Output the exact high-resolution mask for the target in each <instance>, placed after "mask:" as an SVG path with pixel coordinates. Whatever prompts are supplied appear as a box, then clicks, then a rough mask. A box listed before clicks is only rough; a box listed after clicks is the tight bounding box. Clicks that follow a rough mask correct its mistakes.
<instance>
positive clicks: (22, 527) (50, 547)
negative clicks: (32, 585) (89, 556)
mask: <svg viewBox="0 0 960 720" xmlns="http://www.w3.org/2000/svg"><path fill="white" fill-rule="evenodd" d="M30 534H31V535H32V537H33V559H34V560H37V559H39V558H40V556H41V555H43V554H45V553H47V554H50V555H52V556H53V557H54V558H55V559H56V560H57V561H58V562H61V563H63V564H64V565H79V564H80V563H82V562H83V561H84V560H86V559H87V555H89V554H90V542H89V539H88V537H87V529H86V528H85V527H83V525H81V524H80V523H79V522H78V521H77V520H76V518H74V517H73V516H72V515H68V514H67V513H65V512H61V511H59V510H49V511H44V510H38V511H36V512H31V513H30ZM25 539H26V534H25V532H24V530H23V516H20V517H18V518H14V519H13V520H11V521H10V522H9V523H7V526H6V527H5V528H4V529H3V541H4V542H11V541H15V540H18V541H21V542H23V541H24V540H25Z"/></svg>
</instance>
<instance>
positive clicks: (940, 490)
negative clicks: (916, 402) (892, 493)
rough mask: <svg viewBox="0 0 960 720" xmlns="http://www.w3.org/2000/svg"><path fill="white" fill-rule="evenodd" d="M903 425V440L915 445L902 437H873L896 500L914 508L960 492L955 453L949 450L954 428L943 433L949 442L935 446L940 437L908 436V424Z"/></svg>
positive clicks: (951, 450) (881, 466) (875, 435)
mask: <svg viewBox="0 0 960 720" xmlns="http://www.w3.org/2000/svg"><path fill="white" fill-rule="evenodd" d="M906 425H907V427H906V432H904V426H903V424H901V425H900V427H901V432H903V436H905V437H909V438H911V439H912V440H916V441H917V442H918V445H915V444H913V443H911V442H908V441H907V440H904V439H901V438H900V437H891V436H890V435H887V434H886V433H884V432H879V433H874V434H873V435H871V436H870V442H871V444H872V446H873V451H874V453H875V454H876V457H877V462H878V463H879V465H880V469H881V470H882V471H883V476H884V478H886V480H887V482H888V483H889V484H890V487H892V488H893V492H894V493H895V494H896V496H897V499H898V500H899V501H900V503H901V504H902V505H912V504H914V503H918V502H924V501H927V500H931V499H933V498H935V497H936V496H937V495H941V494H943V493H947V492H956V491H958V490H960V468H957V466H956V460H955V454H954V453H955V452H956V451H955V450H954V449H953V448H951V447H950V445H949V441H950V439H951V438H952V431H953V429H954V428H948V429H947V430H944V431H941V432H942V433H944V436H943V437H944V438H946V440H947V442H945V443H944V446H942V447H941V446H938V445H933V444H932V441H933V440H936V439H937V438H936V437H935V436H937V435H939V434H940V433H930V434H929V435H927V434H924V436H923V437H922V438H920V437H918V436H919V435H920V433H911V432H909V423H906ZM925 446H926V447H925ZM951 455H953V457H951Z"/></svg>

What the task requires:
If a line of the listing contains the word "rough", count it; then give the total and nothing else.

Response to the task:
2